**Source text:**
The “mutcorcell” function is implemented to identify somatic
mutation-specific immune cell response by inputting the abundance matrix
of immune cells and binary mutations matrix. This function firstly
detects differential abundance of immune cells concerning a particular
gene mutation status with the Significance Analysis of Microarrays (SAM)
method. Function mutcorcell
detects the differential immune
cells concerning a particular gene mutation status and construction of
two binary matrices based on the abundance matrix of significant
differential immune cell (one for up-regulated and one for
down-regulated), identification of somatic mutation-driven immune cells
by comparing the gene mutation status with each immune cell in the
binary matrices.
We selected the abundance matrix of immune cells and binary mutations
matrix for mutcorcell and obtained the results of A list of four
matrices.
* A binary numerical matrix which shows the immune cells
driven by somatic mutant gene;
* Two numerical matrices which show
the pvalue and fdr of the immune cells driven by somatic mutant gene;
* A character matrix which shows the cell responses of the immune
cells driven by a somatic mutant gene.
The commands are as
follows.
# get breast cancer cell abundance matrix, which can be the result of exp2cell function.
cellmatrix<-GetExampleData("cellmatrix")
# get breast cancer binary mutations matrix, which can be the result of maf2matrix function.
mutmatrix<-GetExampleData("mutmatrix")
# perform the function `mutcorcell`.

**What to do:**
Answer these from the text on the mutcorcell function:
(a) Which method does the function use to detect differential abundance of immune cells?
(b) How many matrices does the function return?
(c) Which function can produce the binary mutations matrix?

**Record extracts:**
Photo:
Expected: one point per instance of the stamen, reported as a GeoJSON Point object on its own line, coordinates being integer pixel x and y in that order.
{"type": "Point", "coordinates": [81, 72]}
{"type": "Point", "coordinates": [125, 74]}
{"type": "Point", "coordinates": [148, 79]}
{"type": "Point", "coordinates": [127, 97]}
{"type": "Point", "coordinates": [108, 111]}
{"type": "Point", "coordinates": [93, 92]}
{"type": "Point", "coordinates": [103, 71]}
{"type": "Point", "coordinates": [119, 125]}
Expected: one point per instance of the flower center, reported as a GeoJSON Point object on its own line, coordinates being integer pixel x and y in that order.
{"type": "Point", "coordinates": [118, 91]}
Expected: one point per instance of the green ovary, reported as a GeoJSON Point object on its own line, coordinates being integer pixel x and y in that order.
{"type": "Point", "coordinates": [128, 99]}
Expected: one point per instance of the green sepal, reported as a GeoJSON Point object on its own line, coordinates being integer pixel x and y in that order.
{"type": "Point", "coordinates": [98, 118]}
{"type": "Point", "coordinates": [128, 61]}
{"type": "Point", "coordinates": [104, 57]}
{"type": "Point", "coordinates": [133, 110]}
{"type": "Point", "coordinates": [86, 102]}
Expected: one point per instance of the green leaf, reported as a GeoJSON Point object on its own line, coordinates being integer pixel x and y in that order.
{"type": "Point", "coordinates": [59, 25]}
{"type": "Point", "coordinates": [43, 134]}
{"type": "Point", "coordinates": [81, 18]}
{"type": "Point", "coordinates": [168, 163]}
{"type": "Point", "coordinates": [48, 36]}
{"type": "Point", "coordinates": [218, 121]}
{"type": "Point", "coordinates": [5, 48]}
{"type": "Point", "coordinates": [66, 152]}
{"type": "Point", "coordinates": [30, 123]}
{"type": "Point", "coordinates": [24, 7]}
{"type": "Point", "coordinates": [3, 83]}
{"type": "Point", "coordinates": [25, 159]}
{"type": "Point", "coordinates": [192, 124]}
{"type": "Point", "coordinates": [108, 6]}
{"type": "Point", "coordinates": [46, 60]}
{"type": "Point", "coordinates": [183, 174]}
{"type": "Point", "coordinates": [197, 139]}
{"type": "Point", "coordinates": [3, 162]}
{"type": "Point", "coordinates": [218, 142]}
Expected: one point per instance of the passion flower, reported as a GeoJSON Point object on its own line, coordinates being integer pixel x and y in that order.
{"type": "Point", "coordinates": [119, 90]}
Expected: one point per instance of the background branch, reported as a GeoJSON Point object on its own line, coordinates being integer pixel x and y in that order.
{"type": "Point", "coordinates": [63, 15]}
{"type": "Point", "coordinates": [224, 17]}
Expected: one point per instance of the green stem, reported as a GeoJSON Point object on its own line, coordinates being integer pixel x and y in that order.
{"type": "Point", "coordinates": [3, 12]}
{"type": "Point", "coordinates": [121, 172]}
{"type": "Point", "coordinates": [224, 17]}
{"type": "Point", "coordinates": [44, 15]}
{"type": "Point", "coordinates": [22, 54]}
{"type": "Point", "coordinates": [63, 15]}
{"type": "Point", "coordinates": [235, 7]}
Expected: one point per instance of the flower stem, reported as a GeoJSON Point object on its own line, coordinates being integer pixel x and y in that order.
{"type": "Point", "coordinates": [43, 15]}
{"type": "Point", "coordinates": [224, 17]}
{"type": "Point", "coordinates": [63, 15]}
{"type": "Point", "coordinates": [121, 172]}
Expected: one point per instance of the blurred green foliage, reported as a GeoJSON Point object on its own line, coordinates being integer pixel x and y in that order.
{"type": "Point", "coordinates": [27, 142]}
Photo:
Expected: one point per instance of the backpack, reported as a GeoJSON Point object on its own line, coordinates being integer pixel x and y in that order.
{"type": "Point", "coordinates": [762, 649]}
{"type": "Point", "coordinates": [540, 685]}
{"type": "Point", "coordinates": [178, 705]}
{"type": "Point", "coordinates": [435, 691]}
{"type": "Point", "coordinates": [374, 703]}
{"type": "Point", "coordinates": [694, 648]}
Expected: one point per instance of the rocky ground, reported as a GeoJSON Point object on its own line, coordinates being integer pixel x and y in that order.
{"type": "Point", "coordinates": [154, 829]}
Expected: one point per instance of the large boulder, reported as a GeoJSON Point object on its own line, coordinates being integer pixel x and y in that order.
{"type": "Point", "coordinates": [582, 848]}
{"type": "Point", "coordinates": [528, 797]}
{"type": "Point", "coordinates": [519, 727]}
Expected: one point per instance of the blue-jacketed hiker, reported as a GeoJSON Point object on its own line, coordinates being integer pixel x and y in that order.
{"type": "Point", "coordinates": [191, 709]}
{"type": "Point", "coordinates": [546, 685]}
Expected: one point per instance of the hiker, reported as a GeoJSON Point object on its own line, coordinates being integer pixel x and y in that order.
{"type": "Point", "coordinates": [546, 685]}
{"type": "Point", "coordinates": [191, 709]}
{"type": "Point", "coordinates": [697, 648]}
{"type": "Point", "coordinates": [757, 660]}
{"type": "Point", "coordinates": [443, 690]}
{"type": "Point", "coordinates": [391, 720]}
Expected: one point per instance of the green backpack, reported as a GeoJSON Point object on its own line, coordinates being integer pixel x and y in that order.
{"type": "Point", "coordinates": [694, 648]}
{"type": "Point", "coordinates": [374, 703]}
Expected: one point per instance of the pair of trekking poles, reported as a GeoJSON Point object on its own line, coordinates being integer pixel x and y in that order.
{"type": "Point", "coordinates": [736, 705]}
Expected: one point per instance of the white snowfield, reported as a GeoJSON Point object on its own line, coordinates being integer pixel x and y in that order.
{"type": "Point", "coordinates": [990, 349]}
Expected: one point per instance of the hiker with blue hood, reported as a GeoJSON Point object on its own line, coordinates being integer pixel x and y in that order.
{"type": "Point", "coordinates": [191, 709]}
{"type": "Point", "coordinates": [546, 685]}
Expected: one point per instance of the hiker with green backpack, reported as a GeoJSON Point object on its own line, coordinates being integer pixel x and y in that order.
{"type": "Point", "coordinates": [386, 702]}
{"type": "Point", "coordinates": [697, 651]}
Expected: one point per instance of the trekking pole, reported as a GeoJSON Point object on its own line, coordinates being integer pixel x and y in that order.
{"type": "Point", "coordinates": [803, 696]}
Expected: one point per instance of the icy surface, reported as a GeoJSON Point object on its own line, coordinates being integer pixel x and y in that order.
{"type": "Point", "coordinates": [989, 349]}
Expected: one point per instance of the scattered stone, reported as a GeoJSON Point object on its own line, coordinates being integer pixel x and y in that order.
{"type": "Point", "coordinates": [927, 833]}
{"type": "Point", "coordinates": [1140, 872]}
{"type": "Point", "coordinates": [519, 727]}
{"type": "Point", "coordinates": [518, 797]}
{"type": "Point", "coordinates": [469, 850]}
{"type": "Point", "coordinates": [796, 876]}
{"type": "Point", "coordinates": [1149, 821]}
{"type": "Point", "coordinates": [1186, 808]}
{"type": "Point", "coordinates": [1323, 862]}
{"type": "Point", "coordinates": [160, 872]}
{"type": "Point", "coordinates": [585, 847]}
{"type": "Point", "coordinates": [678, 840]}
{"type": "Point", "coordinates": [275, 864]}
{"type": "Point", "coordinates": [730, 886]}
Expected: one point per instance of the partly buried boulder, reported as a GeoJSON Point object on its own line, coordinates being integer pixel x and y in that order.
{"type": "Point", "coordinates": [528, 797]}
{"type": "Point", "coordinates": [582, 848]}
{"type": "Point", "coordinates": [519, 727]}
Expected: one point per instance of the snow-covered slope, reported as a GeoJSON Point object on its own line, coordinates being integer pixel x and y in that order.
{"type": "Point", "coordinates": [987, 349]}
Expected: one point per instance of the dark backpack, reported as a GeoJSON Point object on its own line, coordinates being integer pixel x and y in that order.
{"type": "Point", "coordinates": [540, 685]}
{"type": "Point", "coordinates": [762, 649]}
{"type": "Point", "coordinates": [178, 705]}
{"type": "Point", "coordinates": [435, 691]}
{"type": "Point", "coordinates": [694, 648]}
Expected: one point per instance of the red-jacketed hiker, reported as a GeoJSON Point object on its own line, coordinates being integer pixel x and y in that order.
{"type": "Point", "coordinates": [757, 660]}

**Expected answer:**
(a) The Significance Analysis of Microarrays (SAM) method.
(b) Four.
(c) The maf2matrix function.